ПИСЬМЕННОЕ ЗАДАНИЕ 1: В какую эпоху, согласно фрагменту о сонете Рембо, писал Рембо?
ПИСЬМЕННОЕ ЗАДАНИЕ 2: Продолжите фрагмент о сонете Рембо и его «видениях», начиная сразу после последнего приведенного предложения.

Открывший «тайну» цветных обличий звуков, сонет Рембо вписывается в общее движение искусства того времени. Одним из его признаков были поиски живописных (а также музыкальных) характеристик образа. В том виде, в котором цвета гласных предстали в сонете Рембо, уже намечается то, что позже станет «метафизикой цвета». Но станет позже — Рембо писал не в эпоху абстракционизма, а в эпоху импрессионизма, он надеялся «видеть» даже тогда, когда «утратит понимание своих видений».
Эта диалектика крайне важна для понимания позднего Рембо: «понимание» утрачивалось, а «видение» сохранялось. К тому же «видение» должно было выплавляться в том сосуде, которым являет себя «я» поэта («поэт обнаруживает свою душу, ее изучает, ее испытывает, ее познает»), должно быть результатом «расстройства всех чувств», употреблением «всех форм любви», страдания, «безумия», вследствие чего душа поэта станет «чудовищем».

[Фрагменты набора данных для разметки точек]
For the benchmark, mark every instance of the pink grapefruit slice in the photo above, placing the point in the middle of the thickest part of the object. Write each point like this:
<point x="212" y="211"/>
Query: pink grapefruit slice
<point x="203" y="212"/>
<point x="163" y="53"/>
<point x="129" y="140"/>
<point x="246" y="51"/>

ПИСЬМЕННЫЙ ОТВЕТ 1: В эпоху импрессионизма, а не абстракционизма.

ПИСЬМЕННЫЙ ОТВЕТ 2:
Вот почему он вводит в период «ясновидения» скорее стихотворение «Пьяный корабль», чем «Гласные». «Пьяный корабль» — рассказ о том путешествии, в которое намерен отправиться поэт-«ясновидец». В соответствии с не изменяющей Рембо способностью «видеть», путешествие это изображается «видится» в данном случае некий корабль, пускающийся в плавание по неспокойному морю, быстро теряющий и экипаж, и руль, в конце концов, готовый пойти на дно. Корабль воспроизводится достаточно достоверно, так что в первых строфах даже «я» кажется принадлежностью этого корабля, «очеловеченного» настолько, что он приобретает способность и чувствовать, и говорить.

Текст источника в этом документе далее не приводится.